═════ Provided data
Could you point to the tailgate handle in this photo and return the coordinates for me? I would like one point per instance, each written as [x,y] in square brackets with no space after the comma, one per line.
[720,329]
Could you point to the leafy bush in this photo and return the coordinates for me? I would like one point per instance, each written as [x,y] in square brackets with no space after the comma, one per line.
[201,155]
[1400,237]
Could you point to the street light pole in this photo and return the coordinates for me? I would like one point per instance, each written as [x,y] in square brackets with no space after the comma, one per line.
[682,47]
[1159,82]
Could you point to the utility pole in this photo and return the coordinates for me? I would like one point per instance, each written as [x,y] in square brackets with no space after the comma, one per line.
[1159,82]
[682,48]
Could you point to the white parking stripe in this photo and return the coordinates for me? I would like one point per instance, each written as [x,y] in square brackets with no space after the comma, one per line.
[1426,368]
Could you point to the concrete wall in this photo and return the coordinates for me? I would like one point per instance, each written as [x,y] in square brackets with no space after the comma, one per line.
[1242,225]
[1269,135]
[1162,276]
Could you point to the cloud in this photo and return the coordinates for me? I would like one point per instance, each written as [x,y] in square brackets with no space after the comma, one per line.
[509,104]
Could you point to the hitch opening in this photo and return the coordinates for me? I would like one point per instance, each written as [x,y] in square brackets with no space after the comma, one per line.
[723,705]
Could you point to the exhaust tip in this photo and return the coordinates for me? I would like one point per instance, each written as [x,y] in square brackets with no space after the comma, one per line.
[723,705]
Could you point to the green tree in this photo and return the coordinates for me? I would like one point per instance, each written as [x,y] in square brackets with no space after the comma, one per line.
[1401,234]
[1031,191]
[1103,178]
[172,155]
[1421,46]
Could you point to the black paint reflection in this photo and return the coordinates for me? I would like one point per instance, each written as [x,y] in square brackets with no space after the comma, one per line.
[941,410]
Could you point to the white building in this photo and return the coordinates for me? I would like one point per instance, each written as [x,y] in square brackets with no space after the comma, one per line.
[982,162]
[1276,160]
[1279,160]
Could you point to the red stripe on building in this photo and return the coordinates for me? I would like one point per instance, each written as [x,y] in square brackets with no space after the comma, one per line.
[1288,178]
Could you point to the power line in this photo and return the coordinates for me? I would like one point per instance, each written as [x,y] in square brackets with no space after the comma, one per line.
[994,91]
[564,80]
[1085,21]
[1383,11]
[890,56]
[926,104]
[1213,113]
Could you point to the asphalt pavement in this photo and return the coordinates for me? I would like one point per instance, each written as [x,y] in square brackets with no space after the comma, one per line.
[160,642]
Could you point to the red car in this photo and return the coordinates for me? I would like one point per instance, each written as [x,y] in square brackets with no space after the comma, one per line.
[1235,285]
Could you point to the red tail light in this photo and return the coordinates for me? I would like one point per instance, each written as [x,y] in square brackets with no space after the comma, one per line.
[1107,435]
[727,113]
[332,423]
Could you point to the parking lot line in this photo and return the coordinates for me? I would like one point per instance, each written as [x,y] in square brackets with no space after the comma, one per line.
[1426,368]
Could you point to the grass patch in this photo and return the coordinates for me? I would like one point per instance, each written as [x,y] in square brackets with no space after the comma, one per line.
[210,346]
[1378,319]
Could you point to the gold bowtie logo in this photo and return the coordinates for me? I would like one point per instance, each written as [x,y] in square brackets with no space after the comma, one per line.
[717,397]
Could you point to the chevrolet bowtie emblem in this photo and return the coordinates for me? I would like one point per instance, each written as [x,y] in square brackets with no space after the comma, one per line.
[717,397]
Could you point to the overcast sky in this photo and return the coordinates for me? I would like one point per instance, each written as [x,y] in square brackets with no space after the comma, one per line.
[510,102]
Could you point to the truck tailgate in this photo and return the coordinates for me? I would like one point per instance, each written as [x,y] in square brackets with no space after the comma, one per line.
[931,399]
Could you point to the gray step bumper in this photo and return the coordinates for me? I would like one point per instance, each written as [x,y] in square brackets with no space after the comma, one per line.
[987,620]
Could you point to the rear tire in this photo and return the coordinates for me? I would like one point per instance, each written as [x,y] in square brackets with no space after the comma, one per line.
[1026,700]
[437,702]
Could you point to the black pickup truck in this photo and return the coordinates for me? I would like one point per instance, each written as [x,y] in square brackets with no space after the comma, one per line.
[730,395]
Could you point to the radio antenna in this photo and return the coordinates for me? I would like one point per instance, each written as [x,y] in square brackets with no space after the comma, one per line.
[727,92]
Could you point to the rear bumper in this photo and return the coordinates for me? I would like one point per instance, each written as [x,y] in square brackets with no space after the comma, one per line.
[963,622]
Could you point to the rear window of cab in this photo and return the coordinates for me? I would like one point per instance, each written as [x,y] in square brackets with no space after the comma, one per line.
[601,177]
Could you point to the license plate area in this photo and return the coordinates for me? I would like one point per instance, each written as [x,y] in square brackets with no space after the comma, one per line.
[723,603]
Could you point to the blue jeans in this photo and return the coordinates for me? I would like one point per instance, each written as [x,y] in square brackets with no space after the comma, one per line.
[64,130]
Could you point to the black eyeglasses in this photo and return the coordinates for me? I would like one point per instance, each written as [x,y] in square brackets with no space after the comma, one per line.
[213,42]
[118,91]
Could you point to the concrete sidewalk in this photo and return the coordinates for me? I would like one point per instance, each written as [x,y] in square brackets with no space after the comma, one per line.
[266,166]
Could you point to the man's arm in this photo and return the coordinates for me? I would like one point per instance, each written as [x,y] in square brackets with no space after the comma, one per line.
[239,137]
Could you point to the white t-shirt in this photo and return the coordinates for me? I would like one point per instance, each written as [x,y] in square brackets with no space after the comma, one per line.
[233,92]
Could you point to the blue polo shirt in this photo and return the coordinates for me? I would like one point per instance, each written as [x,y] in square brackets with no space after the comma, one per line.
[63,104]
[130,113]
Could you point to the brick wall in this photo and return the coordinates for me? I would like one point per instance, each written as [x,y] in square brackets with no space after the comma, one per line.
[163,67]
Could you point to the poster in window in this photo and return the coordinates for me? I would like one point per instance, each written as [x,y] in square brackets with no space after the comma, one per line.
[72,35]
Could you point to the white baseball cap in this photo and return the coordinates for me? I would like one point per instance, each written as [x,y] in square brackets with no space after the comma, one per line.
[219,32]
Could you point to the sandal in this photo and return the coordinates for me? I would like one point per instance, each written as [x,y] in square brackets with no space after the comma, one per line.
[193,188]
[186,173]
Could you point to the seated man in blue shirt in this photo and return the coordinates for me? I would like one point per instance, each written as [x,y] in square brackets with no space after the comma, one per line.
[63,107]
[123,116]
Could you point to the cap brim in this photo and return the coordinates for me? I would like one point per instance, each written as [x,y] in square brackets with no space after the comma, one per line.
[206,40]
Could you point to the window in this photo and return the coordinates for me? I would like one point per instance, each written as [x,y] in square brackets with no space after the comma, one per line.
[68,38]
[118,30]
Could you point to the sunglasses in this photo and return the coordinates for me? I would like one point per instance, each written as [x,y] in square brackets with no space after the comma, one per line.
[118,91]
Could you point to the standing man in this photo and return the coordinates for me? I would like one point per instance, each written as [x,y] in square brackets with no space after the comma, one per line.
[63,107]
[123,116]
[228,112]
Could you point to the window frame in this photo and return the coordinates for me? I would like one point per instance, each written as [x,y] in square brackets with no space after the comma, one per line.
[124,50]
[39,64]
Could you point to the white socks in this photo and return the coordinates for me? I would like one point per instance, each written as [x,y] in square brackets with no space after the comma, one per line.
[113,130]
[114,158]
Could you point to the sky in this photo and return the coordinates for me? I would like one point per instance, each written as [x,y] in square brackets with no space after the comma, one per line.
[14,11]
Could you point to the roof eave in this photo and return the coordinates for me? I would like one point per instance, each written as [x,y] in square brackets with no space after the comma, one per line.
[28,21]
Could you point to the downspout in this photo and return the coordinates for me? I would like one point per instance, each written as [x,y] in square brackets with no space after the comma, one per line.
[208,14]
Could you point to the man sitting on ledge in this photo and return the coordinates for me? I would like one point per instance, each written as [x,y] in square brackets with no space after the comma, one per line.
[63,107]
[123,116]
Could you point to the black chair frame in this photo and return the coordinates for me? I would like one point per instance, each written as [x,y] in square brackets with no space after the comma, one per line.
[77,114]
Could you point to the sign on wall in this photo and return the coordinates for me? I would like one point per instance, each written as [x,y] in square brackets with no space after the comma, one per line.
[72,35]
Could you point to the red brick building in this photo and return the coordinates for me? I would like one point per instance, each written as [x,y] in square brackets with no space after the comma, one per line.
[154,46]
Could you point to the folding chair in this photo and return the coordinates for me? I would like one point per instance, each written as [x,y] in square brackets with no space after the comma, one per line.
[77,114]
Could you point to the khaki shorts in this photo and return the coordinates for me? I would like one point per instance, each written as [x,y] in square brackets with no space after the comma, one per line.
══════════
▸ **Task**
In the records above, locate the line that contains "Could you point to the red brick". Repeat it and every line after it, exactly, and nothing else.

▸ **Solution**
Could you point to the red brick building in this photo and return the coordinates for me? I would like one point per instance, each written as [x,y] in square brackets with no space after the comma, one per line.
[154,46]
Could you point to the folding chair in this photo and return the coordinates for me? I would like one point per instance, each written as [x,y] in square brackets with no space after the comma, one per line.
[77,114]
Could you point to the khaki shorts in this photo and return the coordinates for me? I would like one point per instance, each written as [x,y] in square brackets with no space after the comma, one per line.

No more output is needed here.